Top of EXTRACT PROVIDED
Five organizations on Monday released a new open dataset of over 29,000 scientific articles published in journals and on preprint servers, in the hopes of spurring America’s artificial intelligence experts to develop new techniques for mining data and text that could help answer some of the most pressing questions about the novel coronavirus and the disease it causes.
The dataset is believed to be the most extensive collection of its kind concerning the coronavirus, and, crucially, it’s machine-readable, a format that can be easily processed by a computer and thus makes it much easier for AI specialists to work with.
However, in a common hurdle for machine-learning researchers looking for usable data, the database’s contents are variable in terms of how comprehensive they are. Only about 13,000 of the articles in the dataset include full text, meaning that all of the figures and words within the article are available. The other roughly 16,000 articles include only metadata, such as the authors’ names or the abstract of the paper, in large part because they are behind paywalls.
Bottom of EXTRACT PROVIDED
- TASK ITEM A
In the coronavirus dataset article, transcribe the text between "The dataset is" and "are behind paywalls.", inclusive.
- TASK ITEM B
According to the coronavirus dataset article, about how many of the articles in the dataset include full text?
- TASK ITEM C
Translate this sentence from the coronavirus dataset article into Spanish: "The dataset is believed to be the most extensive collection of its kind concerning the coronavirus, and, crucially, it's machine-readable, a format that can be easily processed by a computer and thus makes it much easier for AI specialists to work with."
Top of AVAILABLE DATA
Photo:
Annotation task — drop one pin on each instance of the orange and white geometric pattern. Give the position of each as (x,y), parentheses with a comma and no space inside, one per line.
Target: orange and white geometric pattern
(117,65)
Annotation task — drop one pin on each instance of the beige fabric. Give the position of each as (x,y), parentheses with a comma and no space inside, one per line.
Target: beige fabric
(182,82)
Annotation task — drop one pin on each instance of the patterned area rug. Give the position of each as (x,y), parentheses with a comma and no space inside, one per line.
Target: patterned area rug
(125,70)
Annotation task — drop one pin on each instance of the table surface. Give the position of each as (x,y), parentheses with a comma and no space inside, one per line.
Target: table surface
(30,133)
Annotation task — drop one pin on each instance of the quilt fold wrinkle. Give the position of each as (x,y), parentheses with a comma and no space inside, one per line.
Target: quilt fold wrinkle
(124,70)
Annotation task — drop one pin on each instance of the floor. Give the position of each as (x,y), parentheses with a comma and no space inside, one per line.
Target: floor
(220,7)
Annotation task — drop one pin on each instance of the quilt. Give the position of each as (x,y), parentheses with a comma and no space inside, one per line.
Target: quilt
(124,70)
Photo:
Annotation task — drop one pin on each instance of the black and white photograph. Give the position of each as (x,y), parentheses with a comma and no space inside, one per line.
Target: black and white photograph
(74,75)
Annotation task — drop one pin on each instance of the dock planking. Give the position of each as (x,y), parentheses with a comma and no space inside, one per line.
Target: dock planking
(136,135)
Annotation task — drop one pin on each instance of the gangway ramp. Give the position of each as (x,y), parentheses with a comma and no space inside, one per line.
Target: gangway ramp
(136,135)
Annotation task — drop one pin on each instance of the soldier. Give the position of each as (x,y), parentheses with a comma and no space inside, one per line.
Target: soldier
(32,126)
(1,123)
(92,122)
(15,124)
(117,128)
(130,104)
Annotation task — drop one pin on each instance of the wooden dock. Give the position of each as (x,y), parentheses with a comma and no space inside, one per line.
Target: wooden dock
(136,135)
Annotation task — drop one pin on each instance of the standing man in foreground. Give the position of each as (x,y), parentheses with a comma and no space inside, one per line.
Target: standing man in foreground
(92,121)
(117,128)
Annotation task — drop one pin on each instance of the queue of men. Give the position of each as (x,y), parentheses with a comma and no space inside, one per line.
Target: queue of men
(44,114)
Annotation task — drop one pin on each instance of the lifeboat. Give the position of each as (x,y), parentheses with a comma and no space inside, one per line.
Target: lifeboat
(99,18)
Bottom of AVAILABLE DATA
- RESPONSE BOX A
The dataset is believed to be the most extensive collection of its kind concerning the coronavirus, and, crucially, it’s machine-readable, a format that can be easily processed by a computer and thus makes it much easier for AI specialists to work with.
However, in a common hurdle for machine-learning researchers looking for usable data, the database’s contents are variable in terms of how comprehensive they are. Only about 13,000 of the articles in the dataset include full text, meaning that all of the figures and words within the article are available. The other roughly 16,000 articles include only metadata, such as the authors’ names or the abstract of the paper, in large part because they are behind paywalls.

- RESPONSE BOX B
About 13,000.

- RESPONSE BOX C
Se cree que el conjunto de datos es la colección más extensa de su tipo sobre el coronavirus y, lo que es fundamental, es legible por máquina, un formato que una computadora puede procesar fácilmente y que, por lo tanto, facilita mucho el trabajo de los especialistas en IA.